A fleet of 20 Starship delivery robots began processing student orders at Oregon State University this week. The popular autonomous delivery robots are now serving OSU students, faculty and staff with contactless delivery across the university’s sprawling 500-acre campus.
According to an official university release, the arrival of Starship to Oregon State's Corvallis campus marks the first campus in the state to deploy autonomous delivery robots.
The decision to bring Starship to OSU long preceded the arrival of COVID-19, and was a service that Oregon State Housing & Dining Services and Memorial Union Retail Services was excited to add to its portfolio. The coronavirus did delay initial launch, but has also provided an added benefit to the service now as it helps to reduce contact between people during the ordering process.
“This was a long time coming,” says Kerry Paterson, director of residential dining and University Catering with UHDS. “We’d been considering contactless delivery for a while. This service is yet another way we can facilitate COVID protocols regulating restaurants.”
OSU is currently housing roughly 2,200 students in residence halls on the Corvallis campus, and the Starship robots are expected to slot in with OSU's other COVID guidelines in dining services. Other dining-specific safety measures at OSU include:
To help navigate new food service protocols as a result of COVID-19, Oregon State has expanded express and pick-up options, but the addition of robot delivery allows for even less density across OSU dining locations while still providing service to the campus community.

● **Exercise data**
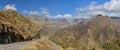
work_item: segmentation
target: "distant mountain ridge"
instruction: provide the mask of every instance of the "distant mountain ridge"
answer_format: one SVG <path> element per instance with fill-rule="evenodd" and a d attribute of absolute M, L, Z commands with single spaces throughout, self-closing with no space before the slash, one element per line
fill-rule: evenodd
<path fill-rule="evenodd" d="M 119 38 L 120 23 L 108 16 L 100 16 L 65 28 L 50 39 L 64 49 L 72 47 L 77 50 L 119 50 Z M 117 44 L 114 43 L 116 41 Z"/>
<path fill-rule="evenodd" d="M 10 33 L 10 31 L 8 30 L 9 28 L 8 26 L 11 26 L 13 30 L 10 29 L 12 31 L 10 34 L 13 34 L 12 36 L 16 36 L 16 37 L 17 37 L 17 34 L 19 34 L 20 36 L 23 37 L 24 40 L 30 40 L 34 38 L 39 31 L 39 27 L 37 24 L 31 22 L 24 15 L 21 15 L 20 13 L 13 10 L 0 10 L 0 24 L 5 25 L 4 28 L 6 28 L 6 29 L 1 28 L 3 31 L 1 30 L 0 35 L 5 34 L 4 30 L 6 30 L 5 31 L 6 33 Z M 4 35 L 4 36 L 7 36 L 7 35 Z M 4 37 L 4 36 L 1 36 L 1 37 Z M 12 37 L 10 39 L 12 39 Z M 6 40 L 6 38 L 2 40 L 4 41 Z M 7 42 L 10 42 L 10 40 L 6 41 L 6 43 Z M 14 42 L 17 42 L 17 41 L 14 41 Z"/>

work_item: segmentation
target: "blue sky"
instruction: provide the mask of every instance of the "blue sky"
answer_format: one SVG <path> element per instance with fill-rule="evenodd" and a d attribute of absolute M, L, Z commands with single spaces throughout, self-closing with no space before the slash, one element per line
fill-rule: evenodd
<path fill-rule="evenodd" d="M 0 6 L 4 7 L 7 4 L 15 4 L 17 11 L 22 13 L 22 10 L 40 11 L 40 7 L 47 8 L 52 15 L 74 14 L 77 7 L 88 6 L 91 2 L 104 3 L 108 0 L 0 0 Z"/>
<path fill-rule="evenodd" d="M 119 2 L 117 0 L 114 1 Z M 0 9 L 6 9 L 6 5 L 11 6 L 14 4 L 13 8 L 16 8 L 15 10 L 22 14 L 38 12 L 37 14 L 41 15 L 40 12 L 45 11 L 44 13 L 48 12 L 51 16 L 64 16 L 65 14 L 73 16 L 77 14 L 78 10 L 76 9 L 89 8 L 93 3 L 96 3 L 98 7 L 100 5 L 104 6 L 107 2 L 110 3 L 112 0 L 0 0 Z M 80 14 L 82 13 L 80 12 Z"/>

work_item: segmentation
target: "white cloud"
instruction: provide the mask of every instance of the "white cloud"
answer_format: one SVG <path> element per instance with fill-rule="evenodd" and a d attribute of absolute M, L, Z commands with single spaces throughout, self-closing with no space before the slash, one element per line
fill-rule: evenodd
<path fill-rule="evenodd" d="M 29 15 L 39 15 L 39 12 L 38 11 L 30 11 L 28 14 Z"/>
<path fill-rule="evenodd" d="M 28 11 L 27 10 L 23 10 L 24 13 L 27 13 Z"/>
<path fill-rule="evenodd" d="M 79 14 L 84 12 L 84 15 L 87 16 L 94 16 L 98 14 L 120 16 L 120 0 L 110 0 L 109 2 L 105 2 L 100 5 L 97 5 L 97 2 L 92 2 L 87 7 L 77 8 L 77 11 L 79 12 Z"/>
<path fill-rule="evenodd" d="M 41 9 L 41 14 L 44 15 L 44 16 L 48 16 L 49 15 L 49 11 L 47 8 L 40 8 Z"/>
<path fill-rule="evenodd" d="M 56 15 L 55 18 L 71 18 L 73 17 L 71 14 L 64 14 L 64 15 Z"/>
<path fill-rule="evenodd" d="M 17 10 L 17 8 L 15 6 L 16 6 L 15 4 L 8 4 L 3 9 L 5 9 L 5 10 Z"/>

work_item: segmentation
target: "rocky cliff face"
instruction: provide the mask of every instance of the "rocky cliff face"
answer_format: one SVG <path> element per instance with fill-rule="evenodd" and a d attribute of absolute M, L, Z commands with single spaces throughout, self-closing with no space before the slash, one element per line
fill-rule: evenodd
<path fill-rule="evenodd" d="M 0 24 L 0 44 L 24 41 L 24 37 L 14 27 L 7 24 Z"/>
<path fill-rule="evenodd" d="M 77 50 L 119 50 L 120 24 L 108 16 L 92 18 L 82 24 L 65 28 L 50 39 L 63 48 Z M 117 44 L 114 43 L 116 40 Z M 116 46 L 116 47 L 113 47 Z"/>
<path fill-rule="evenodd" d="M 0 43 L 31 40 L 39 27 L 25 16 L 12 10 L 0 10 Z"/>

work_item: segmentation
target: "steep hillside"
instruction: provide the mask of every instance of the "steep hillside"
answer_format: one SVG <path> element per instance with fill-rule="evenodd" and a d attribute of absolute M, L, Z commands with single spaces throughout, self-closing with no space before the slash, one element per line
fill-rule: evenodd
<path fill-rule="evenodd" d="M 7 28 L 11 26 L 13 28 L 12 32 L 6 31 L 6 33 L 16 34 L 16 35 L 20 34 L 24 38 L 24 40 L 32 39 L 37 35 L 39 31 L 38 25 L 31 22 L 29 19 L 19 14 L 18 12 L 12 10 L 0 10 L 0 24 L 5 25 L 2 28 L 3 31 L 0 34 L 5 34 L 4 31 L 9 30 Z M 13 33 L 14 30 L 16 30 L 16 32 L 18 33 Z M 2 35 L 0 36 L 2 37 Z M 6 39 L 2 39 L 2 40 L 4 41 Z"/>
<path fill-rule="evenodd" d="M 92 18 L 82 24 L 70 26 L 50 39 L 65 48 L 77 50 L 119 50 L 120 24 L 108 16 Z"/>
<path fill-rule="evenodd" d="M 28 16 L 32 22 L 38 24 L 40 26 L 39 33 L 42 37 L 51 37 L 53 36 L 57 31 L 66 28 L 70 26 L 70 23 L 68 21 L 62 21 L 58 19 L 50 20 L 46 17 L 41 16 Z"/>

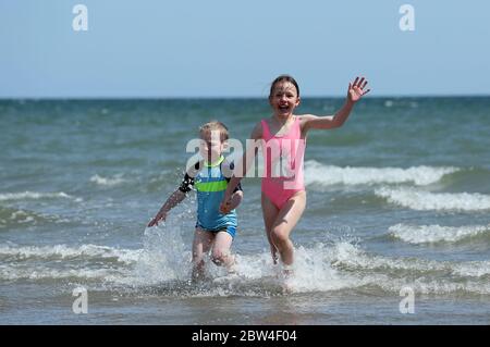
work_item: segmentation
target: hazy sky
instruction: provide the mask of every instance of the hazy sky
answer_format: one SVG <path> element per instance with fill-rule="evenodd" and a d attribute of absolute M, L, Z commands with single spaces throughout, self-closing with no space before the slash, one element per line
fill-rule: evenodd
<path fill-rule="evenodd" d="M 489 40 L 488 0 L 0 0 L 0 97 L 490 95 Z"/>

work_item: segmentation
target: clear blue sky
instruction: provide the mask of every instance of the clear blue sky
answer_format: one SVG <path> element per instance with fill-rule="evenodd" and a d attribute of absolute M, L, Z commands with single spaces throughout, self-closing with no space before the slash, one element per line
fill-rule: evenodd
<path fill-rule="evenodd" d="M 488 0 L 0 0 L 0 98 L 490 95 L 489 38 Z"/>

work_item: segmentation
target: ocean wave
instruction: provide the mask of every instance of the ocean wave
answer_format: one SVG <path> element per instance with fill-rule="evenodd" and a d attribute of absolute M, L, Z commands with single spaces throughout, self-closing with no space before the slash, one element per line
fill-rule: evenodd
<path fill-rule="evenodd" d="M 490 196 L 468 193 L 429 193 L 413 188 L 387 188 L 375 194 L 389 202 L 417 211 L 483 211 L 490 210 Z"/>
<path fill-rule="evenodd" d="M 0 278 L 78 278 L 96 281 L 105 289 L 145 293 L 149 288 L 150 293 L 172 297 L 283 295 L 284 284 L 287 293 L 369 290 L 379 294 L 381 290 L 399 295 L 408 286 L 419 294 L 490 295 L 489 261 L 390 258 L 369 253 L 347 241 L 338 241 L 297 247 L 294 275 L 290 278 L 283 278 L 281 267 L 273 265 L 269 252 L 264 251 L 236 255 L 234 275 L 228 275 L 225 269 L 216 267 L 208 259 L 208 280 L 191 284 L 191 251 L 182 246 L 182 239 L 177 237 L 172 244 L 171 235 L 161 228 L 149 228 L 144 244 L 144 249 L 138 250 L 95 245 L 79 248 L 2 247 L 0 258 L 7 257 L 7 261 L 3 259 L 0 265 Z M 88 255 L 85 261 L 47 261 L 57 258 L 78 260 L 84 255 Z M 107 258 L 117 262 L 103 261 Z"/>
<path fill-rule="evenodd" d="M 0 207 L 0 228 L 11 228 L 42 223 L 68 223 L 70 220 L 54 214 L 38 213 L 24 209 Z"/>
<path fill-rule="evenodd" d="M 37 199 L 57 199 L 57 198 L 65 198 L 65 199 L 75 199 L 75 197 L 68 195 L 63 191 L 57 193 L 38 193 L 38 191 L 22 191 L 22 193 L 3 193 L 0 194 L 0 201 L 9 201 L 9 200 L 37 200 Z"/>
<path fill-rule="evenodd" d="M 119 249 L 109 246 L 83 245 L 81 247 L 69 247 L 66 245 L 54 246 L 0 246 L 0 259 L 3 261 L 20 261 L 33 258 L 37 259 L 113 259 L 126 264 L 136 263 L 140 250 Z"/>
<path fill-rule="evenodd" d="M 457 168 L 413 166 L 400 168 L 340 168 L 323 165 L 315 160 L 305 162 L 305 183 L 322 185 L 376 185 L 412 183 L 425 186 L 440 181 Z"/>
<path fill-rule="evenodd" d="M 0 278 L 3 281 L 52 281 L 52 280 L 90 280 L 115 282 L 124 275 L 114 269 L 52 269 L 29 267 L 20 269 L 13 265 L 0 265 Z"/>
<path fill-rule="evenodd" d="M 475 236 L 490 234 L 490 225 L 469 226 L 441 226 L 441 225 L 406 225 L 396 224 L 389 227 L 389 232 L 395 238 L 405 243 L 433 244 L 433 243 L 457 243 Z"/>
<path fill-rule="evenodd" d="M 112 177 L 103 177 L 103 176 L 99 176 L 98 174 L 95 174 L 94 176 L 90 177 L 90 182 L 100 185 L 100 186 L 115 186 L 119 185 L 121 183 L 126 182 L 126 179 L 124 179 L 122 177 L 122 174 L 117 174 Z"/>

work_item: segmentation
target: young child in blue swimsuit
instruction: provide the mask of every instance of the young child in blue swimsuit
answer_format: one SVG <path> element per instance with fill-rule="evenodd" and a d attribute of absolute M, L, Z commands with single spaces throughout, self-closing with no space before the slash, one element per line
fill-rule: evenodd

● **Action item A**
From the Oregon State robot delivery article, write out the passage between "A fleet of 20" and "sprawling 500-acre campus.", inclusive.
● **Action item B**
Please pick up the Oregon State robot delivery article after its final sentence and keep it going.
The entries bear no relation to the Oregon State robot delivery article.

● **Answer area A**
A fleet of 20 Starship delivery robots began processing student orders at Oregon State University this week. The popular autonomous delivery robots are now serving OSU students, faculty and staff with contactless delivery across the university’s sprawling 500-acre campus.

● **Answer area B**
Starship robots have quickly become a recognizable presence on college campuses, with the roster of partnering institutions continuing to grow across the country. The robots have mapped the Corvallis campus using GPS and can deliver virtually anywhere on campus. Each robot can carry up to 20 pounds of food and use a combination of machine learning, artificial intelligence and on-board sensors to navigate on sidewalks and around obstacles.
When a customer places an order using the delivery app, they can select a location to meet their delivery robot. The customer will then receive a code in the app to unlock the robot when it arrives.
“You unlock it, get your food and then off it goes to get sanitized and prepare for another delivery,” says Paterson.
There is no cost to the university for the robots. Instead, a nominal delivery fee is added to each order.
“Delivery robots are an innovative way to help students with social distancing and they also make sense for a forward-thinking school like OSU,” says Ryan Tuohy, senior vice president of business development at Starship Technologies. “Our robots deliver day and night to get students what they need. We’re looking forward to becoming a part of campus life and helping to make daily life more convenient for everyone at OSU.”